# Exercise requirements
A – According to the seminar description, what nightly rate has been arranged for participants at the Hilton Garden?
B – Pick up the seminar description after its last sentence and keep writing.

# Excerpt to read
=== Section Start ===
This seminar will use Stata for the many empirical examples and exercises. However, no previous experience with Stata is assumed. Lecture notes and exercises using SAS are also available on request. To participate in the hands-on exercises, you are strongly encouraged to bring a laptop computer with Stata installed (release 14; IC, SE, or MP versions are all acceptable). Stata 12 or 13 is OK, but earlier versions of Stata will lack some of the functionality demonstrated in the seminar.  A power outlet and wireless access will be available at each seat.

Seminar participants who are not yet ready to purchase Stata could take advantage of StataCorp’s 30-day software return policy and obtain Stata 14 on a trial basis. 


LOCATION, FORMAT AND MATERIALS

The class will meet from 9 am to 5 pm each day with a 1-hour lunch break at Courtyard Fort Myers at Gulf Coast Town Center, 10050 Gulf Center Drive, Fort Myers, Florida 33913.

This hotel is part of a large shopping center with numerous stores, restaurants, and a movie theater. It’s 3 miles from the Fort Myers International Airport, and there is a complementary hotel shuttle to and from the airport. Although you can expect the weather to be comfortably warm (75 is the average high in January), this is definitely not a resort-type location. However, it’s about a half-hour drive to several attractive vacation areas, including Naples, Sanibel Island, and Fort Myers Beach.

The Fort Myers International Airport (RSW) is served by numerous airlines with direct flights to and from most major cities in the U.S. However, demand for seats in January is quite high, so be sure to make reservations at your earliest opportunity.

Participants receive a bound manual containing detailed lecture notes (with equations and graphics), examples of computer printout, and many other useful features. This book frees participants from the distracting task of note taking. 


Registration and lodging

The fee of $995.00 includes all seminar materials.

Lodging Reservation Instructions

Three hotels are recommended: 

Please make your own reservations at the Courtyard or the Residence Inn. For the Hilton Garden, we have arranged a special rate of $149 per night. To get this rate, call 239-210-7200 during business hours and use group code “STAT.” The room block will expire when it is full or on Tuesday, December 22, 2015.
=== Section End ===
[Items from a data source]
=== Section Start ===
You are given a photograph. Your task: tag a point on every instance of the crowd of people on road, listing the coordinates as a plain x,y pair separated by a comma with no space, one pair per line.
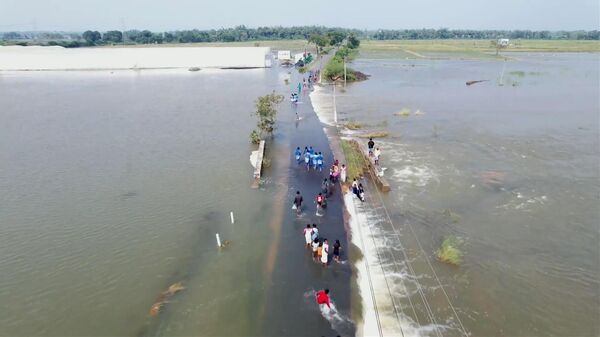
319,246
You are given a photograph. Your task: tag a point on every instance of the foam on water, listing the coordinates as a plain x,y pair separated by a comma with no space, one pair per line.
322,104
376,275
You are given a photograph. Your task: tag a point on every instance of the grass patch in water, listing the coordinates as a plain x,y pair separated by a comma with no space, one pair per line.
452,217
352,125
355,161
450,252
375,134
403,113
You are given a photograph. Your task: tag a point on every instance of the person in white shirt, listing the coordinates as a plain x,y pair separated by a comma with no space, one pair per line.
325,253
307,235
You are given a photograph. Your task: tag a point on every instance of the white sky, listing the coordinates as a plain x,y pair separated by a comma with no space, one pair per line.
79,15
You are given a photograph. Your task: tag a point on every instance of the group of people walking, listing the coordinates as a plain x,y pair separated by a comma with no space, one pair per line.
310,157
320,247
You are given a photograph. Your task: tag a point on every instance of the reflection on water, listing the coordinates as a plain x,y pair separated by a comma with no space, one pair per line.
112,187
515,161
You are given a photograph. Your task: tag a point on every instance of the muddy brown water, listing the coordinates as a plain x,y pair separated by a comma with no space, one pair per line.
113,186
515,159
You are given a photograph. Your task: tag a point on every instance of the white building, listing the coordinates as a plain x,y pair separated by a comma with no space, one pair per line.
284,55
503,42
59,58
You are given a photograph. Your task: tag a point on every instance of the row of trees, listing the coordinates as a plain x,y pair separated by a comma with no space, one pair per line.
239,33
319,35
443,33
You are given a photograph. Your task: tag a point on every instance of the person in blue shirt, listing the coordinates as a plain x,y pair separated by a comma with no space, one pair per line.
307,160
315,159
320,161
298,154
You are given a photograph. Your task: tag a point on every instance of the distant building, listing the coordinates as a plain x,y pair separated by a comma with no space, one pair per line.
284,55
503,42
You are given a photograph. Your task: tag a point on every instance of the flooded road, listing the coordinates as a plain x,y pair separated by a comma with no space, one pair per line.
112,188
508,166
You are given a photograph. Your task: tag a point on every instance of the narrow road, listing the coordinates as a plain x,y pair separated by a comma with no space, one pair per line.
295,274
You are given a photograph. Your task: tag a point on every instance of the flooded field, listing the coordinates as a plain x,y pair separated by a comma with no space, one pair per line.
113,186
508,167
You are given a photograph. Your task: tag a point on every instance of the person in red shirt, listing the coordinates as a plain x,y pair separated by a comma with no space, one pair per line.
323,297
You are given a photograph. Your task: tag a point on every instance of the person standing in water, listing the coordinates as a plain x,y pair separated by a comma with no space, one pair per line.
298,154
298,202
307,160
320,200
308,235
315,233
325,253
337,248
361,192
315,247
315,160
319,251
355,187
323,298
343,172
371,145
320,161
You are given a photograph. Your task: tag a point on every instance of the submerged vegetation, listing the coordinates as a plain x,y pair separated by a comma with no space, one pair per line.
334,70
353,125
354,159
450,252
404,113
375,134
266,113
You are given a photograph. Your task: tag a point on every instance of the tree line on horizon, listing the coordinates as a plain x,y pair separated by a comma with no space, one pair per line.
243,33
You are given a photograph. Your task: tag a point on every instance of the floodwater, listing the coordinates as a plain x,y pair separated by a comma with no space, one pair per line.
509,167
112,188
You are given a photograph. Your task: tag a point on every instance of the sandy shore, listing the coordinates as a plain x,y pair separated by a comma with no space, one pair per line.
17,58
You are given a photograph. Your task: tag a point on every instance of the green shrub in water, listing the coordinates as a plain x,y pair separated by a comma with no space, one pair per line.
449,251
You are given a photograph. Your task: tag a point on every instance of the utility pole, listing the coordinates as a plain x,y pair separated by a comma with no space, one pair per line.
344,71
334,106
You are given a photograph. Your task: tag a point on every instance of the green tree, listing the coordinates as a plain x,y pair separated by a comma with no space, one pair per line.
266,112
92,37
112,36
336,37
497,45
353,41
319,40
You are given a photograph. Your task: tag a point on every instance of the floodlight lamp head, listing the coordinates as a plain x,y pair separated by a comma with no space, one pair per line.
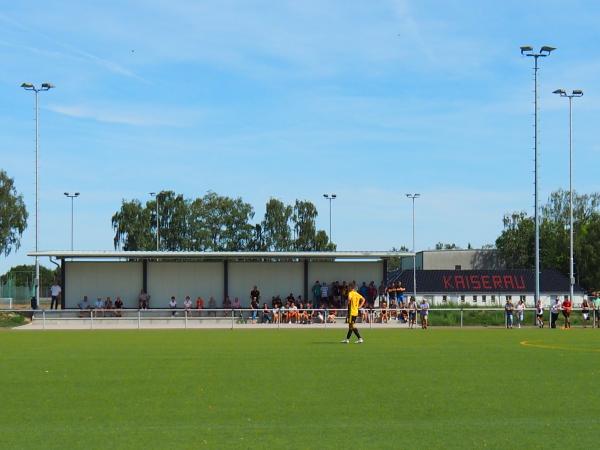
547,49
526,48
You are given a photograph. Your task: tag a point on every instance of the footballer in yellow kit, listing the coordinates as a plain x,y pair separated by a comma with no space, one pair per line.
355,302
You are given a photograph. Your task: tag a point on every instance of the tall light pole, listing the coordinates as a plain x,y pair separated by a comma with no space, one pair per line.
72,197
36,91
413,197
330,197
157,194
545,51
574,93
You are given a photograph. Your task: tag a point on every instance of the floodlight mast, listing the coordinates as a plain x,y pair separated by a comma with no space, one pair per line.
72,197
574,93
527,50
413,197
330,197
30,87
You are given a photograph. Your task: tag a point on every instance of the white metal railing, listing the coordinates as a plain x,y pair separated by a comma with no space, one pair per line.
232,318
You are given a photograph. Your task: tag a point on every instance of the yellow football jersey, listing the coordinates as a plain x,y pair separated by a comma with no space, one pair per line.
354,299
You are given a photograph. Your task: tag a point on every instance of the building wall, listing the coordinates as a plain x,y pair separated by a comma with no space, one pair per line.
103,279
204,279
345,271
449,259
498,300
277,278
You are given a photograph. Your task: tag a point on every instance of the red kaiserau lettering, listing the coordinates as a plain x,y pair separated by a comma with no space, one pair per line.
448,282
508,282
520,282
485,281
497,280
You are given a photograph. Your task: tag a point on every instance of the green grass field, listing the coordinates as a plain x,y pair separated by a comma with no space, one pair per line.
441,388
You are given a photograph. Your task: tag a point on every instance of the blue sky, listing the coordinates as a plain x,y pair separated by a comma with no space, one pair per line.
292,99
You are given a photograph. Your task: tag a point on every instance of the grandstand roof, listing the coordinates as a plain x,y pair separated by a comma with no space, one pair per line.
482,281
220,256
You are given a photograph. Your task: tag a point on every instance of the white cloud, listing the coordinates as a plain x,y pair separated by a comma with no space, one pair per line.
126,115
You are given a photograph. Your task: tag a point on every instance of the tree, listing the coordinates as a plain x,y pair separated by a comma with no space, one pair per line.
13,215
517,241
276,231
132,226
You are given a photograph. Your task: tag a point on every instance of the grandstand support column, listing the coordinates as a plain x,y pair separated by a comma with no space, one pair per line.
225,278
305,280
145,275
63,285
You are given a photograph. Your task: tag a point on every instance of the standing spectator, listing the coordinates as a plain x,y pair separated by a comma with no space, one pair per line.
266,314
55,291
520,312
372,294
118,306
337,294
99,306
400,292
226,306
108,306
344,293
173,306
381,292
585,312
143,300
199,305
324,293
187,305
255,295
424,310
316,291
539,314
554,310
508,310
567,306
412,313
364,291
597,305
212,305
254,306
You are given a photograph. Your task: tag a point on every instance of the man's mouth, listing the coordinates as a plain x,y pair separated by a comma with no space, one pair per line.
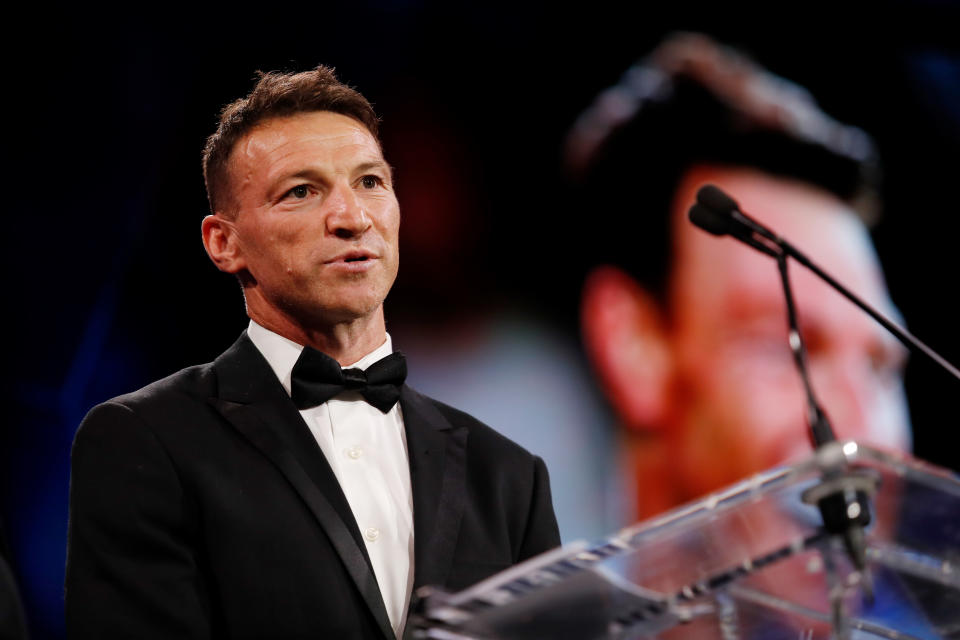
353,256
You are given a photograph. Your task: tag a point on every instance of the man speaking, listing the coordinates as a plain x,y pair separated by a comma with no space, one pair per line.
294,487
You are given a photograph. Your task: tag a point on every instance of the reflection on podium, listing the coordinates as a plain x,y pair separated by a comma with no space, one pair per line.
750,562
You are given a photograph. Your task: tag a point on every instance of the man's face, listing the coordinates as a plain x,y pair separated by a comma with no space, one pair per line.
316,218
737,402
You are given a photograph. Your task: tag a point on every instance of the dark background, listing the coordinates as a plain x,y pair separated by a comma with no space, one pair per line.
106,281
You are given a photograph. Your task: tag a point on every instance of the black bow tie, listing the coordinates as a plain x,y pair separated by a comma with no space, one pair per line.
317,377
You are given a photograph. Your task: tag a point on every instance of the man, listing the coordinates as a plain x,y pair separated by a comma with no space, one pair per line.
688,333
255,497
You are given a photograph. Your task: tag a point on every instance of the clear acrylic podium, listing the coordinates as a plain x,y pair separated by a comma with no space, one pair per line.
749,562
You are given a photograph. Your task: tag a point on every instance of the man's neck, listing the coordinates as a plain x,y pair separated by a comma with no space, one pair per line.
345,342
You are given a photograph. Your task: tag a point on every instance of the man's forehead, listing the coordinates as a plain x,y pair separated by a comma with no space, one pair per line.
710,272
316,131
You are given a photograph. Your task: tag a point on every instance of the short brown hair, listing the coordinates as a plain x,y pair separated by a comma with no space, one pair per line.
277,94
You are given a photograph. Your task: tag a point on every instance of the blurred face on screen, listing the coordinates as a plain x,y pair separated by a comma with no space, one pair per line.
739,405
713,375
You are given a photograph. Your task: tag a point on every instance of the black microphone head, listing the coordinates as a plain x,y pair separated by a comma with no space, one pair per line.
710,220
714,198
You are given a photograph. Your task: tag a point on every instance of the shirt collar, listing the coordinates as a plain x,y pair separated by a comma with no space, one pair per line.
282,353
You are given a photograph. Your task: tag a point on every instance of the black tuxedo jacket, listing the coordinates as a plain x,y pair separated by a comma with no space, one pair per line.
201,506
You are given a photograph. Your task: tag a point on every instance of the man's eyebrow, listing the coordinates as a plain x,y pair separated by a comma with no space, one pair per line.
374,164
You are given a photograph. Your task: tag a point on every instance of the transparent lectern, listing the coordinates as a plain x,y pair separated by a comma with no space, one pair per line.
753,561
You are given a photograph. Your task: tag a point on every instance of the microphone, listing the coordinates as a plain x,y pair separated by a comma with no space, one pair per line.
717,213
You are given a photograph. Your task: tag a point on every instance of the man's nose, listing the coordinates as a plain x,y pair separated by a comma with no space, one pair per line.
346,217
847,387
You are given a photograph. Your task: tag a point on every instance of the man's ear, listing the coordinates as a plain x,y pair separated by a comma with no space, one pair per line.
220,241
625,337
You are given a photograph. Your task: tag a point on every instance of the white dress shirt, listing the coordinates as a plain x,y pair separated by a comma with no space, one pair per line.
367,451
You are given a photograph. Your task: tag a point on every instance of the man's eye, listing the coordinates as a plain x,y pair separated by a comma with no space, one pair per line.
370,182
300,191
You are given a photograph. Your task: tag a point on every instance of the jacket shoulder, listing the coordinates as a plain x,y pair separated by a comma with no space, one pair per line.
482,436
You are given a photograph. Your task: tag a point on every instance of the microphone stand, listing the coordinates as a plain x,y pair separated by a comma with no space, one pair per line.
842,499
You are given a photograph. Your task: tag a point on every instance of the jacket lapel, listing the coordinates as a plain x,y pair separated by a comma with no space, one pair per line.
252,400
437,453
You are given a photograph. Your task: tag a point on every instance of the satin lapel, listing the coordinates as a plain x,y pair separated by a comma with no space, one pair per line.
253,401
437,453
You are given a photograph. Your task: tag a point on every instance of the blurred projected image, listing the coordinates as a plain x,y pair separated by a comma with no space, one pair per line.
688,332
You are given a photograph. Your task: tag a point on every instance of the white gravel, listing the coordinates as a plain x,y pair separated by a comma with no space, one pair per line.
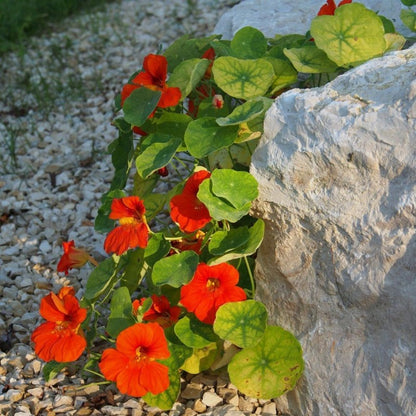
55,125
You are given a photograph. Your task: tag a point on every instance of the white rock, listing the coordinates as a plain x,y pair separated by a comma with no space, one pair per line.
285,17
211,399
336,168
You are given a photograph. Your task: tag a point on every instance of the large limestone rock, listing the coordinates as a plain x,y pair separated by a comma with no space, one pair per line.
288,16
337,176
=== Section End ===
# Responses in order
A – $149 per night.

B –
SEMINAR OUTLINE 

1. Opportunities and challenges of panel data.
        a. Data requirements
        b. Control for unobservables
        c. Determining causal order
        e. Problem of dependence
        d. Software considerations

2. Linear models
        a. Robust standard errors
        b. Generalized estimating equations
        c. Random effects models
        d. Fixed effects models
        e. Hybrid models

3. Logistic regression models
       a. Robust standard errors
       b. Generalized estimating equations
       c. Subject-specific vs. population averaged methods
       d. Random effects models
       e. Fixed effects models
       f. Hybrid models

4. Linear structural equation models
     a. Fixed and random effects in the SEM context
     b. Models for reciprocal causation with lagged effects


RECENT COMMENTS FROM PARTICIPANTS

“The course provided a fantastic overview to understanding modeling panel data. I have no doubt it will be invaluable to my future research. I would highly recommend the course to anyone interested in pursuing research using panel data.”
  Karina Salazar, The University of Arizona

“I was grateful for the clear, organized way Dr. Allison presented complex ideas and techniques – once I felt confident in the first material presented, more complex applications were easy to understand and implement. I feel confident about applying those techniques to my own projects after completing this course. It was a large-scale payoff for a small investment in time.”
  Mikaela Dufur, Brigham Young University 

“I appreciated the clarity of presentation and the take-home material. This will make it easy to translate what I’ve learned to my own questions and data.”
  Vivia McCutcheon, Washington University School of Medicine 

“Great overview of several methods to analyze longitudinal data. This was a great refresher and review for someone who has already had training in LDA methods and for someone new to the topic.”